======== Page text ========

Letter from my Terrace in Palma 20 ´The Life of the City´

 

The Life of the City

                                                                                  28 May, 2018

Good morning,

When I used to drive into Palma to start my day’s work, I would see a man setting out the tables and chairs on the pavement outside his restaurant in a wide and busy street called the Avenidas.  Each day I had to wait at the same red traffic light there. I don’t know why but that light was never green when I reached it. Some traffic lights are like that. Anyway at this red light I always looked over to watch the barman as he worked.  But it was a pleasant wait.  The man swung the chairs into place quickly and efficiently but without hurrying.  Each movement was effective and wasted no energy. He had a day’s work to do and he was pacing himself.  He had a look of calm enthusiasm for the task in hand and for the business of the day ahead. As he set out his chairs, he was much happier than someone who was asleep in bed, snoring through their morning.

======== Stored data ========

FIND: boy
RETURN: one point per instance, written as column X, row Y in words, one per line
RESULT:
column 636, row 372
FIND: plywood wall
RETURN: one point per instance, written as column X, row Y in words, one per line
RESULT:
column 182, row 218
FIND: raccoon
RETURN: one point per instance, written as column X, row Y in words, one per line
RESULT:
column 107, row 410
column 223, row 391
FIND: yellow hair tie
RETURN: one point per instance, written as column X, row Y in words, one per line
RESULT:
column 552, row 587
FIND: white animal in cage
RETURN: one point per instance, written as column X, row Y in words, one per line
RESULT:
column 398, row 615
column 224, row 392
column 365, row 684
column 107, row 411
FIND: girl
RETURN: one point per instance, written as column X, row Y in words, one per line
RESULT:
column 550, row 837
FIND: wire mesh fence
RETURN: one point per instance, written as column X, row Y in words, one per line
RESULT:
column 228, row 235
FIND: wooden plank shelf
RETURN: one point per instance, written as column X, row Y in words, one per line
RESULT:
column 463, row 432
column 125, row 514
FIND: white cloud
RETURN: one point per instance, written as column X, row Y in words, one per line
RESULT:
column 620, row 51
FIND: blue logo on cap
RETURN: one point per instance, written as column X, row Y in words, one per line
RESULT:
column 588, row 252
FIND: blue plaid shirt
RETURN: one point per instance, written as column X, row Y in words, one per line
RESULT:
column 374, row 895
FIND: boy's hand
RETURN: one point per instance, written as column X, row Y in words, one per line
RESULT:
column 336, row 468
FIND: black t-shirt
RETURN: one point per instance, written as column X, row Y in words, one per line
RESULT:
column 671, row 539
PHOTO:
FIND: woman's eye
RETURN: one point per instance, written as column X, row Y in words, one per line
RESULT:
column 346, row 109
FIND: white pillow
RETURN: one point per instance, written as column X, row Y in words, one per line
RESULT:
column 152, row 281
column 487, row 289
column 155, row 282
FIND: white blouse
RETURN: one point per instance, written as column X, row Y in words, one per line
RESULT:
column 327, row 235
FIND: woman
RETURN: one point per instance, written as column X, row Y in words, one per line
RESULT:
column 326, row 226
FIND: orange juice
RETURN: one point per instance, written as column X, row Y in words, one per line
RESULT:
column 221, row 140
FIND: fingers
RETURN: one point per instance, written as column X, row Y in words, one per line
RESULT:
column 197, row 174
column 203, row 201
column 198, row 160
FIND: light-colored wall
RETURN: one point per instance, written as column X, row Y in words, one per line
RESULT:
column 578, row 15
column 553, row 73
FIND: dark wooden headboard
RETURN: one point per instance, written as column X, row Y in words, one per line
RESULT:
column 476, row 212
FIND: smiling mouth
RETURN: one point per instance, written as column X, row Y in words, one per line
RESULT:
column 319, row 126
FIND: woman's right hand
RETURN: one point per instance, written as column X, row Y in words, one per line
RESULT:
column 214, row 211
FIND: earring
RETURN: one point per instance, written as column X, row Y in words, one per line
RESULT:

========

• Work to be completed
From the Palma letter, quote every sentence that contains the word "light" or "lights".

• Exercise answer
- Each day I had to wait at the same red traffic light there.
- I don’t know why but that light was never green when I reached it.
- Some traffic lights are like that.
- Anyway at this red light I always looked over to watch the barman as he worked.